**GIVEN TASK**. Can you copy the lines below word for word, omitting the pictures from your copy?

(Dataset records)
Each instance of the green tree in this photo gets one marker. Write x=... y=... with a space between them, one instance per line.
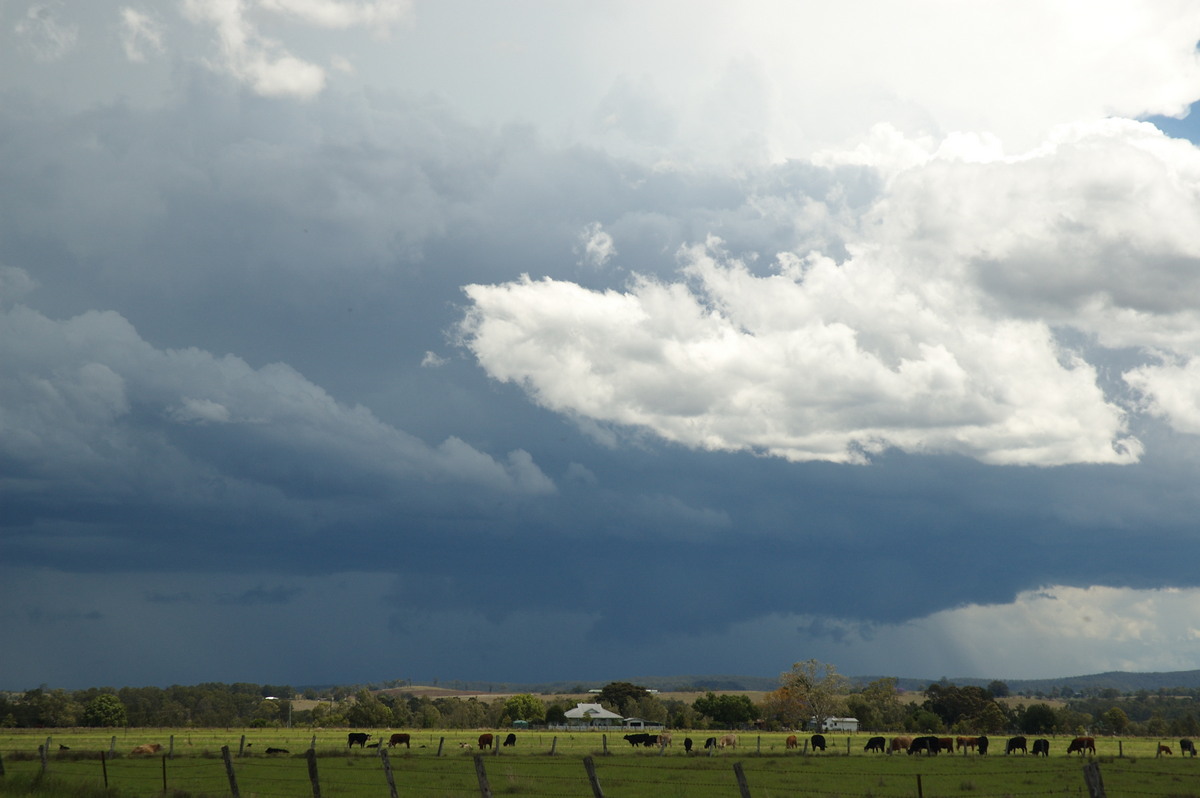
x=1038 y=719
x=819 y=685
x=726 y=709
x=525 y=707
x=615 y=695
x=105 y=709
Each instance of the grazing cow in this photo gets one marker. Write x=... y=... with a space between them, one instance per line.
x=928 y=744
x=1081 y=744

**RESPONSE TO THIS TASK**.
Each instance of the green tree in this photo gets one marker. Write x=... y=... with a space between them, one instance per line.
x=1038 y=719
x=819 y=685
x=726 y=709
x=525 y=707
x=615 y=695
x=105 y=709
Each instance of the grazing cow in this photo gets one marker. Write x=... y=... with a space between them, one instance per line.
x=928 y=744
x=1081 y=744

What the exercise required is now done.